Passage.
Go get a flu shot. Also, make sure you’re children get flu shots. It’s a plain and simple set of instructions, but following them could save a life. Please, go do it.
Thanks to my mom, I’ve been getting flu shots every year since childhood. Well, every year except for one, that is. And it turned out to be a very regrettable year.
As a child, I didn’t think much about my annual vaccination. Mom told my siblings and me that it was time, took us to our appointments and that was it. I had no idea about the potential suffering and discomfort I was being sheltered from. I do now, though.
A few years ago, in 2007, I did not get a flu shot for the first time in about two decades. It was the year my husband and I got married, bought a new house, adopted our dog, and I started a new job. It was an incredibly busy time, and getting flu shots wasn’t high on our list of priorities.
I came down with the flu that winter for the first time in my life, and oh my goodness, was it ever miserable. Unfortunately, I likely caught it from my husband, who started showing symptoms about four days before I did. We’re not sure where he picked it up, but I wish he would have left it there.
The only other time in my adult life I can remember feeling so awful was when I got salmonella from eating tainted peanut butter in 2006. But I digress.
As busy professionals, neither my husband nor I took much time off from work to recuperate properly. We each missed a day, as I recall, and that was our second mistake. Not getting flu shots was our first misstep.
After pushing our sick bodies too hard and denying ourselves needed rest, my husband’s flu morphed into persistent bronchitis, for which he was prescribed a powerful cough suppressant. He actually was lucky compared to what I dealt with.
My flu case did lead to bronchitis. Stupidly, though, I continued to ignore my symptoms, which escalated gradually. When my chest pain worsened to the point it hurt to inhale and strange rattling sounds accompanied my breathing, I sought medical care and learned I’d developed pneumonia. I was given an arsenal of medication, including Amoxicillin, cough syrup and an inhaler.
After about two weeks, I began to feel like myself again. That’s on top of a week of the flu and a week of bronchitis. All in all, I suffered through a solid month of illness, paid for quite a few prescriptions and doctor’s visits, and missed several days of work. It was all unnecessary.

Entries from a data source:
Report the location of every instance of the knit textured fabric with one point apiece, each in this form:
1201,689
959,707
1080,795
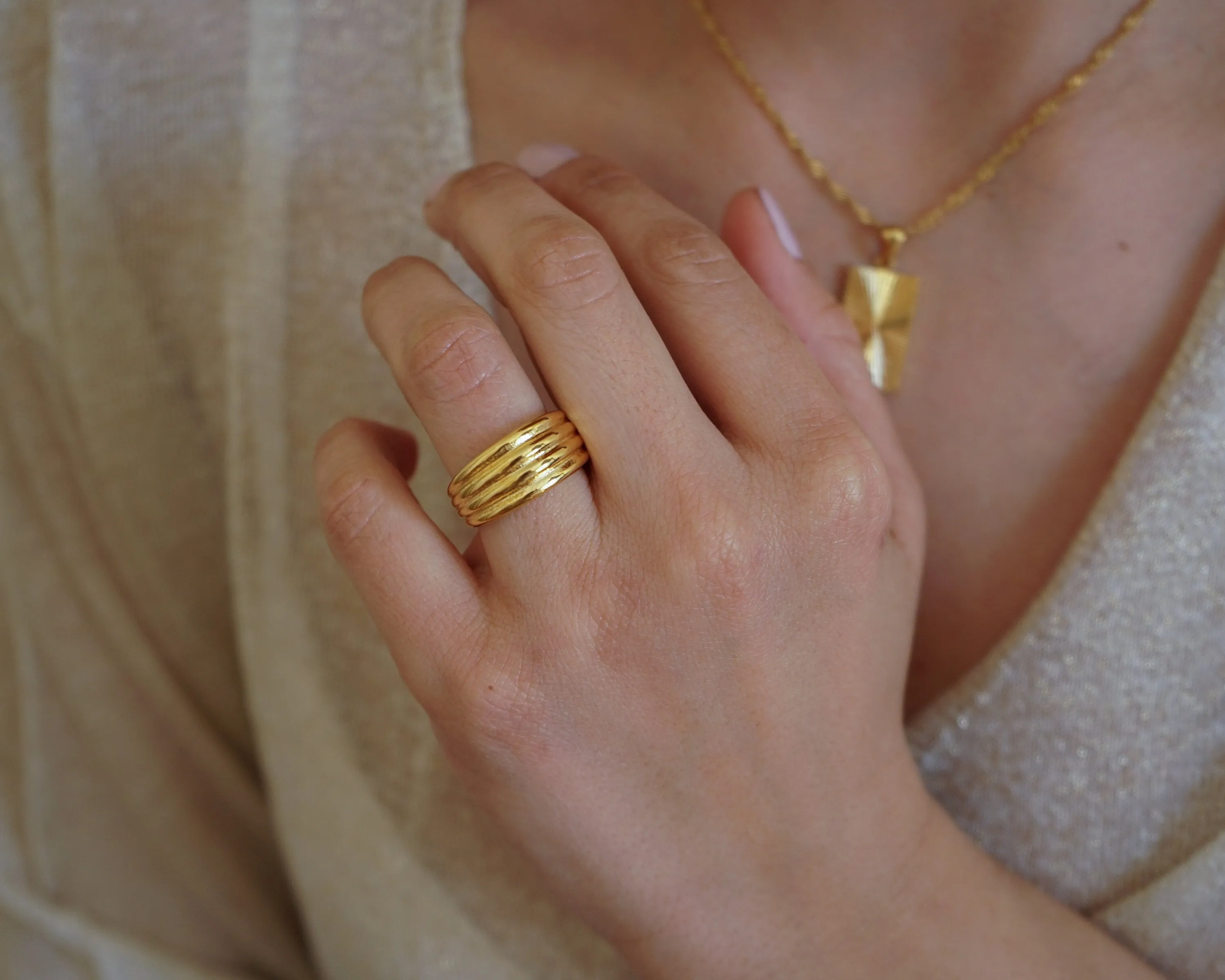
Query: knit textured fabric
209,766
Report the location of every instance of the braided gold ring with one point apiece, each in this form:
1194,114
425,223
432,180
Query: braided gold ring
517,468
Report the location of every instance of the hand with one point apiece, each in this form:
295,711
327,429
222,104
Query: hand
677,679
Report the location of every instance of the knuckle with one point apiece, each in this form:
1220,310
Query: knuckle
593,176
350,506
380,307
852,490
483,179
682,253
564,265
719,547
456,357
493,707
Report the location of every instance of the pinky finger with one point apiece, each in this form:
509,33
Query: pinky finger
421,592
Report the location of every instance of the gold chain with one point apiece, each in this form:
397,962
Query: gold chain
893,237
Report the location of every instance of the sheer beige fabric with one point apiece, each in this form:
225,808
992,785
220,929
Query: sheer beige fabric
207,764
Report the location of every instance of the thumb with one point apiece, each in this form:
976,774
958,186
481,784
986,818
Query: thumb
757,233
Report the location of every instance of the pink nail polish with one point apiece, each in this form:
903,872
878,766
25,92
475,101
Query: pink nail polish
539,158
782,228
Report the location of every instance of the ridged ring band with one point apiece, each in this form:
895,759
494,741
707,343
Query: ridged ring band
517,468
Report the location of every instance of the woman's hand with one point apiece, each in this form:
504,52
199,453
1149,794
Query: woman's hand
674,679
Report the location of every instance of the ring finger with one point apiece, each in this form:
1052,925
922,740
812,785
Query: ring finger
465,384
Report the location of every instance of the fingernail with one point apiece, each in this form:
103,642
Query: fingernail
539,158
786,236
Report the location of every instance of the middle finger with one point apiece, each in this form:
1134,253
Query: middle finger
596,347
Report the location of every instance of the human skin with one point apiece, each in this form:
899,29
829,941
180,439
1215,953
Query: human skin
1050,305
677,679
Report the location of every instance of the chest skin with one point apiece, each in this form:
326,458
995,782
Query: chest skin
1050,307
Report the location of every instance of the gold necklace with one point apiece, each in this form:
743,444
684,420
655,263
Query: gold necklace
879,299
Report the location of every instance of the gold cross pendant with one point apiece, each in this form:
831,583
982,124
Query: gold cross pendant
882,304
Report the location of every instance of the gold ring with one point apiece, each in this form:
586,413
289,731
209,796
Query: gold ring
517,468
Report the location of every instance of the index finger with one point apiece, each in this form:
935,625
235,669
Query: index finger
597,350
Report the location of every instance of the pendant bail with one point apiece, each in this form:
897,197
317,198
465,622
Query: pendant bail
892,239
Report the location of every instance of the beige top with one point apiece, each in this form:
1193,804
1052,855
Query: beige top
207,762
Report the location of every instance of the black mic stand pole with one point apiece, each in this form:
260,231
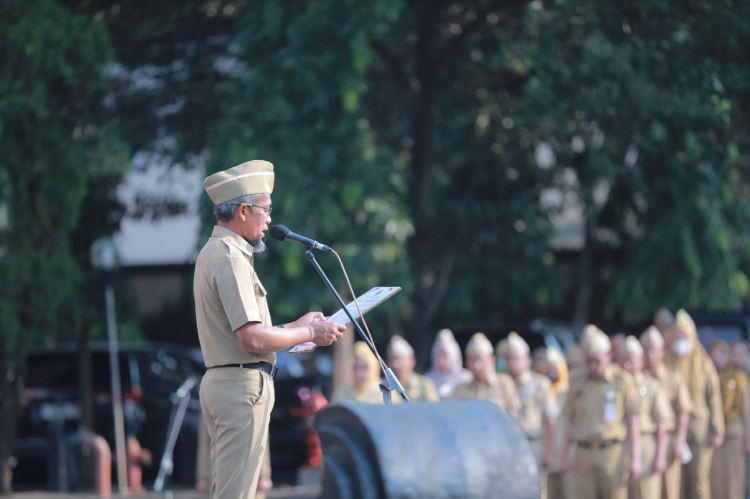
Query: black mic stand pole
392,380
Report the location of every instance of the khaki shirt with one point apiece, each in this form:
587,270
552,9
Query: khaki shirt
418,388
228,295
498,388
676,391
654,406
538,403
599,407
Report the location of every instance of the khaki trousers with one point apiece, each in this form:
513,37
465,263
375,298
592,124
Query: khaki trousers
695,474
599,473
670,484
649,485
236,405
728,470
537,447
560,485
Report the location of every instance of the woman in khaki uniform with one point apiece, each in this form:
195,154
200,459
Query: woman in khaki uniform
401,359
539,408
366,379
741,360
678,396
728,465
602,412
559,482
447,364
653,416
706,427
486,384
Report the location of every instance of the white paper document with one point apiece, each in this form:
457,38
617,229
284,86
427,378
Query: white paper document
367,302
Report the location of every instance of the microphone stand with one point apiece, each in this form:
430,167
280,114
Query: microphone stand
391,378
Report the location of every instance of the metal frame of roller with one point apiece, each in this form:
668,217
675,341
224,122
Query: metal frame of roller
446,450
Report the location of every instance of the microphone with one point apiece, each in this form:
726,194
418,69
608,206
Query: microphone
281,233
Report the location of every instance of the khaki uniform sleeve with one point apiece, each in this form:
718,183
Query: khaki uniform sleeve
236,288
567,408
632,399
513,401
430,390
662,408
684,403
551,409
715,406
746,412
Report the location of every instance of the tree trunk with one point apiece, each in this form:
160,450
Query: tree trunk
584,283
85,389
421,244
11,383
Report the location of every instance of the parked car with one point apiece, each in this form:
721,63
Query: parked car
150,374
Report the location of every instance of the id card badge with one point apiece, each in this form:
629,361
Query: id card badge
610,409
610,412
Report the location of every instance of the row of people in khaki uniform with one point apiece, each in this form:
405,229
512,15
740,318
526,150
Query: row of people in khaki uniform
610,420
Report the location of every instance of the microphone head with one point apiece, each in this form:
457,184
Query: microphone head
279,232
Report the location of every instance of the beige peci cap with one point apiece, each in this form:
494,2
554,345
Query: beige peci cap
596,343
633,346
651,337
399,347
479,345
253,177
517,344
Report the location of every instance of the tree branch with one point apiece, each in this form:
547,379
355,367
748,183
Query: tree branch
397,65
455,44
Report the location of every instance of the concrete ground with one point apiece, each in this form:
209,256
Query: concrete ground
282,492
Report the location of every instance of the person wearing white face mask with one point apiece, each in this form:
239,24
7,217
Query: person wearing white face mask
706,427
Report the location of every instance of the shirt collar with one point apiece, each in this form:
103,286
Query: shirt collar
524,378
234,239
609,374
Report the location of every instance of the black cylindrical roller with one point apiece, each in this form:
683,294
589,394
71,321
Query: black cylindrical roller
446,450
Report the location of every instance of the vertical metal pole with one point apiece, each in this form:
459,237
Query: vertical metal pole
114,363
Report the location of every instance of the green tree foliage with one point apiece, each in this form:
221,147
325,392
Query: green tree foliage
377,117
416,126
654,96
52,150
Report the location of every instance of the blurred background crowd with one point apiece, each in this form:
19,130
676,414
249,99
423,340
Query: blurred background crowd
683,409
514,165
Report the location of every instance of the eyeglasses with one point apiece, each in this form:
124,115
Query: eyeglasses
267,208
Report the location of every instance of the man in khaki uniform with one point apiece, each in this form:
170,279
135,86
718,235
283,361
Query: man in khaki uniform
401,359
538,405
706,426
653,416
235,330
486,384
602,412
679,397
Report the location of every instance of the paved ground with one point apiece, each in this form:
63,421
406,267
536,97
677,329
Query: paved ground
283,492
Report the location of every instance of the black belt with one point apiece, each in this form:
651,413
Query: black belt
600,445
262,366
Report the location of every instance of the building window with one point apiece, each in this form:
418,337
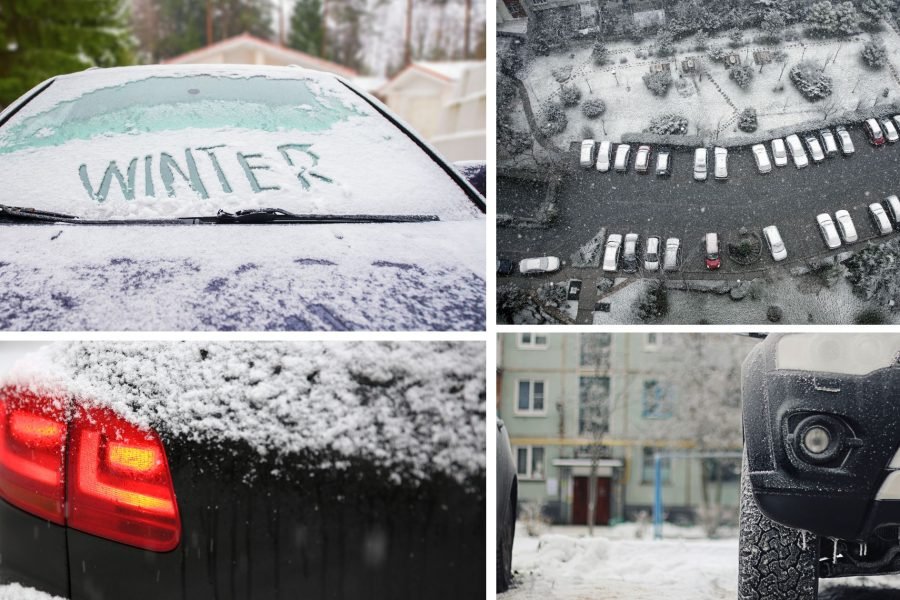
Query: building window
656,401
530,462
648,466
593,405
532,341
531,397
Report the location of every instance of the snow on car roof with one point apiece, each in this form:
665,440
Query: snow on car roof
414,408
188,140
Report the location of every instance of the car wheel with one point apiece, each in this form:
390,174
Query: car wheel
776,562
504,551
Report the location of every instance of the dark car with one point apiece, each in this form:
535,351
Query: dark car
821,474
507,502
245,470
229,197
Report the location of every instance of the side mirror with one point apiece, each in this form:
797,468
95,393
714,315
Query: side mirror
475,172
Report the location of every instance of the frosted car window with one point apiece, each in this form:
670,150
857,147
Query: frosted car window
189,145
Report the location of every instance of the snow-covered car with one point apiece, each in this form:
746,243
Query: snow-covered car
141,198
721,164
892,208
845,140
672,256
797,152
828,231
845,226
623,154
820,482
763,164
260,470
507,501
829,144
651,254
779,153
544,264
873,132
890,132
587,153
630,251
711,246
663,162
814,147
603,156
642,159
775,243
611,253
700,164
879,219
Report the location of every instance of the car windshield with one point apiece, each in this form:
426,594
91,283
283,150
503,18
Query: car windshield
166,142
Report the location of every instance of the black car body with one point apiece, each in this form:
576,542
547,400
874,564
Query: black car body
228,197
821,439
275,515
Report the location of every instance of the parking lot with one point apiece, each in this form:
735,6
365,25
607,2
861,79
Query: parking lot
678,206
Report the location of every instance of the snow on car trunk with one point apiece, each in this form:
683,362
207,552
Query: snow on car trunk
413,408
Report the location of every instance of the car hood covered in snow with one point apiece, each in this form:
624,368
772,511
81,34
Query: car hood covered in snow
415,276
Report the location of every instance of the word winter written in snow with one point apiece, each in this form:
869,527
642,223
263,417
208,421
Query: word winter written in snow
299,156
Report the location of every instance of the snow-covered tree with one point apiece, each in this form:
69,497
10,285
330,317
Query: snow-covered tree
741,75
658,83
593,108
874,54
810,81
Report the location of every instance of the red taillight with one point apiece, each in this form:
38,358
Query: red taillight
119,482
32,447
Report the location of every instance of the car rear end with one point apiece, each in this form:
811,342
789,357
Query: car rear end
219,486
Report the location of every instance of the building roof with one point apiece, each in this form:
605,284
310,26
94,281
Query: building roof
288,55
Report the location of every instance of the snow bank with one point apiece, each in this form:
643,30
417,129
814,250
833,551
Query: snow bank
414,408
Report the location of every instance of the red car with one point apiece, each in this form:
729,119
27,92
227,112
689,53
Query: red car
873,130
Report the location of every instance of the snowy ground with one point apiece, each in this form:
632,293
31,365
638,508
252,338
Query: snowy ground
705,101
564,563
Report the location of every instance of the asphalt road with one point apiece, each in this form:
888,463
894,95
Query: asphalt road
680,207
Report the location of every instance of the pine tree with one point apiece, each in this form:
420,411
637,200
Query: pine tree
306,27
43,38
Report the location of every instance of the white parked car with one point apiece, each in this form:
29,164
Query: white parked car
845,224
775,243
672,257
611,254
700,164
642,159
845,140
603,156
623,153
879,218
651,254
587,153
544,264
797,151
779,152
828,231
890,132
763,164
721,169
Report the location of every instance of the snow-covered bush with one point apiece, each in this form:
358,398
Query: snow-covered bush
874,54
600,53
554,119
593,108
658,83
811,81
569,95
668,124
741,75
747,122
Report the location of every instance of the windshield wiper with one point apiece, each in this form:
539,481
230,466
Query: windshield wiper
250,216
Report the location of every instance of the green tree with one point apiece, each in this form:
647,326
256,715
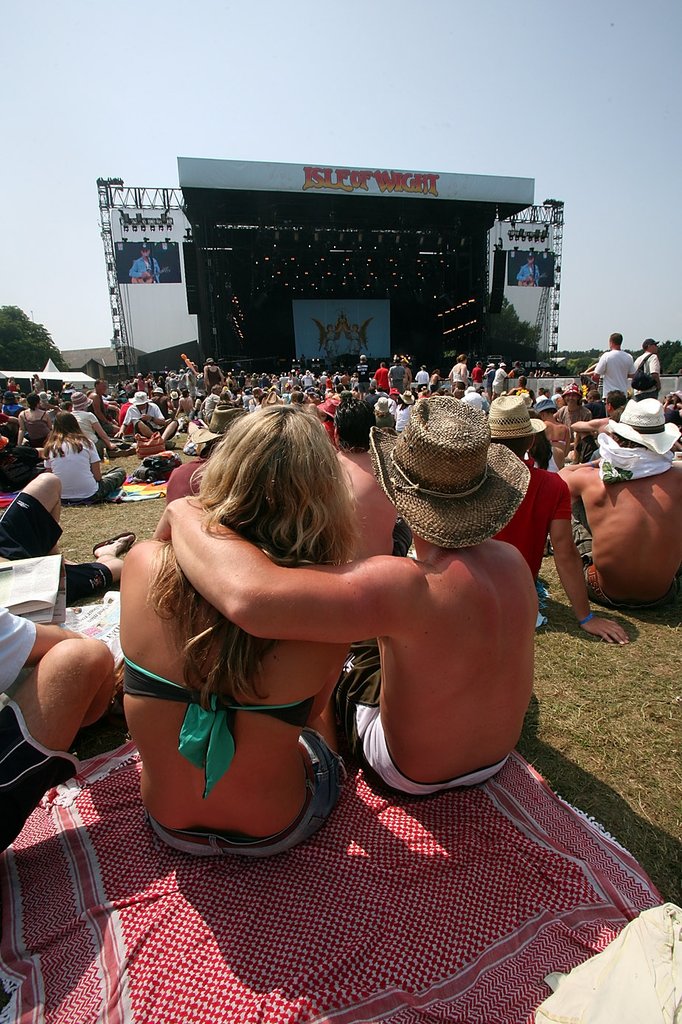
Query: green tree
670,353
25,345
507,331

Exercise 1. Reproduce the portion of the flu shot essay between "My flu case" and "was all unnecessary.", inclusive.
Exercise 2. In the flu shot essay, what medications was the writer given after learning of the pneumonia diagnosis?
The entries play no part in this work.

Final answer 1.
My flu case did lead to bronchitis. Stupidly, though, I continued to ignore my symptoms, which escalated gradually. When my chest pain worsened to the point it hurt to inhale and strange rattling sounds accompanied my breathing, I sought medical care and learned I’d developed pneumonia. I was given an arsenal of medication, including Amoxicillin, cough syrup and an inhaler.
After about two weeks, I began to feel like myself again. That’s on top of a week of the flu and a week of bronchitis. All in all, I suffered through a solid month of illness, paid for quite a few prescriptions and doctor’s visits, and missed several days of work. It was all unnecessary.

Final answer 2. Amoxicillin, cough syrup and an inhaler.